**WHAT YOU NEED TO DO:** Below are the records; retype each one exactly.

===

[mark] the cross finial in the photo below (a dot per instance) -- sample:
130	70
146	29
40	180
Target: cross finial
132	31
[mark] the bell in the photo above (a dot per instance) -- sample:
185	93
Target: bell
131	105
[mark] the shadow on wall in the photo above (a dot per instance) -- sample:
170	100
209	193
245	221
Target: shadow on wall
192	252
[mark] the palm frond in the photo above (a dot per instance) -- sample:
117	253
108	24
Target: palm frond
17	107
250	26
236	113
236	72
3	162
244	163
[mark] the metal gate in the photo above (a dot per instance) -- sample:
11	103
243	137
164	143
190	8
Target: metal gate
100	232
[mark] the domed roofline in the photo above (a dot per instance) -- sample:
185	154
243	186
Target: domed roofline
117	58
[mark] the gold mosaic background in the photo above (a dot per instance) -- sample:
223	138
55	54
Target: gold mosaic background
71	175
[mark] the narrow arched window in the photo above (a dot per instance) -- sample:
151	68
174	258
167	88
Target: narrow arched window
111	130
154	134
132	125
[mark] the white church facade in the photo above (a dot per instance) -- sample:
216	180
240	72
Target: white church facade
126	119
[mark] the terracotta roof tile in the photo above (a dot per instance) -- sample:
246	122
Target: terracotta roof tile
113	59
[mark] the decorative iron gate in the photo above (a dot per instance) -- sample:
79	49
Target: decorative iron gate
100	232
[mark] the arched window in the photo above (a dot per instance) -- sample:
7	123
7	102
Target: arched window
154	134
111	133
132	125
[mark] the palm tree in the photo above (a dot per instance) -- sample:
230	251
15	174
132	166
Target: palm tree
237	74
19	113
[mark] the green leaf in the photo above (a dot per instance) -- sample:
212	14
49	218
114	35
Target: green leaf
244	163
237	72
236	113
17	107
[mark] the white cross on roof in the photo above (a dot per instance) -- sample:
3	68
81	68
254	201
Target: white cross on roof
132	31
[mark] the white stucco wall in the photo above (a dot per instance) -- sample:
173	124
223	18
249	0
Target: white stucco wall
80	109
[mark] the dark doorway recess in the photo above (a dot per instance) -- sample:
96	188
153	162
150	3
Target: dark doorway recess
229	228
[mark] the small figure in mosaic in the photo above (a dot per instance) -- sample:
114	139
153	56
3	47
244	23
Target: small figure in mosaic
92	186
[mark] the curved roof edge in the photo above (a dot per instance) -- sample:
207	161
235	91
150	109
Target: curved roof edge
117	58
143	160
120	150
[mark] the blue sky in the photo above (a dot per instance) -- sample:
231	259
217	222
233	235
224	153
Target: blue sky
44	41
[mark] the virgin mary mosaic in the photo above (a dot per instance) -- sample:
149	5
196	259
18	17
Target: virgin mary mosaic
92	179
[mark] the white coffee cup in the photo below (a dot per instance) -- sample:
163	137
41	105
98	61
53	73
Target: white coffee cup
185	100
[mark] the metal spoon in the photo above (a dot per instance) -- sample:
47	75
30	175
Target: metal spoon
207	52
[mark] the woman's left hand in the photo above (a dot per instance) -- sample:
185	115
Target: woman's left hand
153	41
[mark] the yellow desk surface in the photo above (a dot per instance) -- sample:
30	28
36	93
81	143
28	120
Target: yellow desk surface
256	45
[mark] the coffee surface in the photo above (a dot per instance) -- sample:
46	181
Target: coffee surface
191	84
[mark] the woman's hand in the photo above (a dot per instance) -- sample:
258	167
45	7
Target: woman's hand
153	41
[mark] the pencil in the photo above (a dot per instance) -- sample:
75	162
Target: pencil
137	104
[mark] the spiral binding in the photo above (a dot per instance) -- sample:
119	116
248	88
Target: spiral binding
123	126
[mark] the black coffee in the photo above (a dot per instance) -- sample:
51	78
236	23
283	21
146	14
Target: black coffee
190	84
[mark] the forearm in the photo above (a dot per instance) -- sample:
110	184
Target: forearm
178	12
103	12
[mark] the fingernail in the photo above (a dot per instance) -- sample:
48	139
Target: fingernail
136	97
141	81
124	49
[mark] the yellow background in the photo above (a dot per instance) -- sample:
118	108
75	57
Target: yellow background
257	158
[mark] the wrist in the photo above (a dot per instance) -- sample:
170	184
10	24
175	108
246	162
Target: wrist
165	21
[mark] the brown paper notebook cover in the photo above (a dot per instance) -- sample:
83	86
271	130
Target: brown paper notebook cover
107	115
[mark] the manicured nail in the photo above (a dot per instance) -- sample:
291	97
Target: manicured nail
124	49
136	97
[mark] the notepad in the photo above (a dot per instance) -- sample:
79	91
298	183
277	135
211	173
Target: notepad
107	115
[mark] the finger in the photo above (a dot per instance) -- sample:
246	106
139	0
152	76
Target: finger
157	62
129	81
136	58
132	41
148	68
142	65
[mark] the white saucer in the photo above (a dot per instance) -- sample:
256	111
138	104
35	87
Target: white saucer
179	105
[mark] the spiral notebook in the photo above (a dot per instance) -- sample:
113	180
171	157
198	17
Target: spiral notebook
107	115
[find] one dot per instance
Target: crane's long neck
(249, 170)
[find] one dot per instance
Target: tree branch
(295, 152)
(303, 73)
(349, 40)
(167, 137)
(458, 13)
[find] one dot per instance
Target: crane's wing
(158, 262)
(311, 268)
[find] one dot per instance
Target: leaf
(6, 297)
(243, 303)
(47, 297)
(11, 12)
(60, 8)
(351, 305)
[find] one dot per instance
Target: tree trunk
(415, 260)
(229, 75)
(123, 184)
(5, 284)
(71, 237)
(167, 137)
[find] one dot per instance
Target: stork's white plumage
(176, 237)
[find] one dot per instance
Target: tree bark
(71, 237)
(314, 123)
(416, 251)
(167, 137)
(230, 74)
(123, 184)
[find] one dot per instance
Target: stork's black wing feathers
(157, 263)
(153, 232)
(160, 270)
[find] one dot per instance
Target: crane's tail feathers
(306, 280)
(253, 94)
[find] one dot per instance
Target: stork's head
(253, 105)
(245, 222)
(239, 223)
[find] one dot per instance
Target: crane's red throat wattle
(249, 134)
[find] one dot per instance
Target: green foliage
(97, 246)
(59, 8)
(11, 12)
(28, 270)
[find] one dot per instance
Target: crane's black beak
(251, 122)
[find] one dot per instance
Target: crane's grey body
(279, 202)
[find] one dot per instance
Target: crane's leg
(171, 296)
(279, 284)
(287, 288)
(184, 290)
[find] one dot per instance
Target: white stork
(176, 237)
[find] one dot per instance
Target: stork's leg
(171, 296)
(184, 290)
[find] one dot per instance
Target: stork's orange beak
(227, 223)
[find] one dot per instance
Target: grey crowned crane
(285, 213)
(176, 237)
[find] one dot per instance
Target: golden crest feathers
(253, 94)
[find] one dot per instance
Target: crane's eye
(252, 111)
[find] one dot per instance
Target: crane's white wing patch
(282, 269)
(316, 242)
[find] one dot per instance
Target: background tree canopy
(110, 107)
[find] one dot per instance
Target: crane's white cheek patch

===

**TASK SOLUTION:**
[mark] the cross finial in the photo below (a dot per instance) -- sample:
130	70
146	29
40	180
Target: cross finial
132	31
[mark] the bell in the photo above (a dot per instance) -- sample:
185	93
Target: bell
131	105
[mark] the shadow on wall in the photo above (a dot per instance) -- sample:
170	100
209	193
245	221
Target: shadow on wall
192	252
[mark] the palm frond in the photo above (a dot per instance) -- sample:
117	253
108	24
Target: palm frond
17	107
250	26
236	113
236	72
3	162
244	163
[mark] the metal gate in the photo above (a dot per instance) -- sample:
11	103
243	137
164	143
190	8
Target: metal gate
100	232
[mark] the domed roofline in the photo above (a dot per instance) -- sample:
185	154
243	186
Target: domed roofline
117	58
[mark] the gold mosaic background in the photo above (a dot per instance) -- sample:
223	138
55	54
Target: gold mosaic background
71	175
[mark] the narrow arched window in the photo above (a dot per instance) -- sample:
151	68
174	258
167	88
Target: narrow arched window
111	130
154	134
132	125
[mark] the white church facade in the photo above (a dot per instance) -- sample:
216	180
240	72
Target: white church facade
126	119
[mark] the terracotta roof tile in the photo above (a dot per instance) -- sample:
246	122
Target: terracotta roof tile
113	59
[mark] the decorative iron gate in the photo above (a dot per instance) -- sample:
79	49
Target: decorative iron gate
100	232
[mark] the arched window in the photo above (a dot per instance) -- sample:
7	123
7	102
Target: arched window
154	134
111	133
132	125
[mark] the palm tree in the photo above (a dot per instance) -- sample:
230	251
15	174
132	166
Target: palm tree
237	74
19	113
[mark] the green leaf in the photo above (a dot per instance) -- sample:
212	14
49	218
114	35
Target: green leaf
244	163
237	72
236	113
17	107
[mark] the white cross on roof in the photo above (a dot per instance) -- sample:
3	68
81	68
254	201
Target: white cross on roof
132	31
[mark] the white stucco wall in the photo above (a dot per instance) -- sample:
173	124
223	18
249	0
Target: white stucco wall
80	109
[mark] the dark doorway recess in the photo above (a dot per instance) -- sample:
96	188
153	162
150	3
Target: dark doorway recess
229	228
[mark] the small figure in mosaic in the photo above (a dot per instance) -- sample:
114	139
153	56
3	47
244	23
Target: small figure in mosaic
92	186
[mark] the curved roof edge in the photo above (a dot per instance) -- sample:
207	161
235	91
150	109
Target: curved roof edge
117	58
143	160
120	150
[mark] the blue sky in the photo above (a dot per instance) -- sample:
231	259
217	222
233	235
224	153
Target: blue sky
44	41
[mark] the virgin mary mosaic in the photo above (a dot per instance) -- sample:
149	5
196	259
18	17
Target: virgin mary mosaic
92	179
[mark] the white coffee cup in the photo below (a dot per instance) -- sample:
163	137
41	105
98	61
53	73
Target: white coffee cup
185	100
[mark] the metal spoon in the photo above (a dot per instance) -- sample:
47	75
30	175
Target: metal spoon
207	52
[mark] the woman's left hand in the photo above (a dot per instance) -- sample:
185	115
Target: woman's left hand
153	41
[mark] the yellow desk surface in the photo above (a dot per instance) -- sample:
30	28
36	93
81	143
28	120
Target: yellow desk surface
256	45
[mark] the coffee surface in the photo above (a dot per instance) -- sample:
46	181
Target: coffee surface
191	84
[mark] the woman's hand in the photo above (a dot per instance) -- sample:
258	167
45	7
Target: woman's hand
153	41
[mark] the pencil in the photo above (a dot per instance) -- sample:
75	162
Target: pencil
137	104
[mark] the spiral binding in the photo above (a dot per instance) -- sample:
119	116
248	88
Target: spiral binding
123	126
[mark] the black coffee in the photo above (a dot per instance) -- sample:
51	78
236	23
283	21
146	14
Target: black coffee
190	84
[mark] the forearm in the photo above (a dot per instance) -- sample:
110	184
Target: forearm
178	12
103	12
[mark] the fingernail in the photo above (a dot per instance) -- sample:
48	139
Target: fingernail
136	97
141	81
124	49
[mark] the yellow background in the photo above (a dot per instance) -- sample:
118	108
75	57
Target: yellow background
257	158
[mark] the wrist in the photo above (a dot per instance) -- sample:
170	184
10	24
175	108
246	162
Target: wrist
165	21
[mark] the brown paper notebook cover in the photo above (a dot per instance) -- sample:
83	86
271	130
Target: brown paper notebook cover
107	115
[mark] the manicured nail in the photo above (a dot per instance) -- sample:
291	97
Target: manicured nail
124	49
136	97
[mark] the notepad in the photo above (a dot per instance) -- sample:
79	91
298	183
277	135
211	173
Target: notepad
107	115
[mark] the finger in the photo above (a dot per instance) -- sample:
246	106
139	0
152	76
Target: finger
157	62
129	81
136	58
132	41
148	68
142	65
[mark] the white saucer in the photo above (a dot per instance) -- sample:
256	111
138	104
35	87
Target: white saucer
179	105
[mark] the spiral notebook in the photo above (a dot per instance) -- sample:
113	180
171	157
198	17
Target: spiral notebook
107	115
[find] one dot per instance
Target: crane's long neck
(249, 170)
[find] one dot per instance
Target: tree branch
(295, 152)
(303, 73)
(349, 40)
(167, 137)
(458, 13)
[find] one dot per instance
Target: crane's wing
(158, 262)
(311, 268)
[find] one dot per instance
Target: leaf
(6, 297)
(243, 303)
(47, 297)
(11, 12)
(60, 8)
(351, 305)
[find] one dot per instance
Target: tree trunk
(415, 260)
(229, 75)
(123, 184)
(5, 284)
(71, 237)
(167, 137)
[find] one dot per instance
Target: stork's white plumage
(176, 237)
[find] one dot per instance
Target: tree bark
(71, 237)
(314, 123)
(416, 251)
(167, 137)
(230, 74)
(123, 184)
[find] one dot per instance
Target: stork's black wing feathers
(157, 263)
(153, 232)
(160, 270)
[find] one dot per instance
Target: crane's tail feathers
(306, 280)
(253, 94)
[find] one dot per instance
Target: stork's head
(253, 105)
(245, 222)
(239, 223)
[find] one dot per instance
Target: crane's red throat wattle
(249, 134)
[find] one dot per instance
Target: green foliage
(97, 246)
(59, 8)
(11, 12)
(28, 270)
[find] one dot per instance
Target: crane's black beak
(251, 122)
[find] one dot per instance
Target: crane's grey body
(279, 202)
[find] one dot per instance
Target: crane's leg
(171, 296)
(279, 284)
(287, 288)
(184, 290)
[find] one dot per instance
Target: white stork
(176, 237)
[find] one dot per instance
Target: stork's leg
(171, 296)
(184, 290)
[find] one dot per instance
Target: stork's orange beak
(227, 223)
[find] one dot per instance
Target: grey crowned crane
(285, 213)
(176, 237)
[find] one dot per instance
Target: golden crest feathers
(253, 94)
[find] one dot per instance
Target: crane's eye
(252, 111)
[find] one dot per instance
Target: crane's white wing patch
(282, 269)
(316, 242)
[find] one dot per instance
Target: background tree canopy
(110, 107)
[find] one dot per instance
Target: crane's white cheek patch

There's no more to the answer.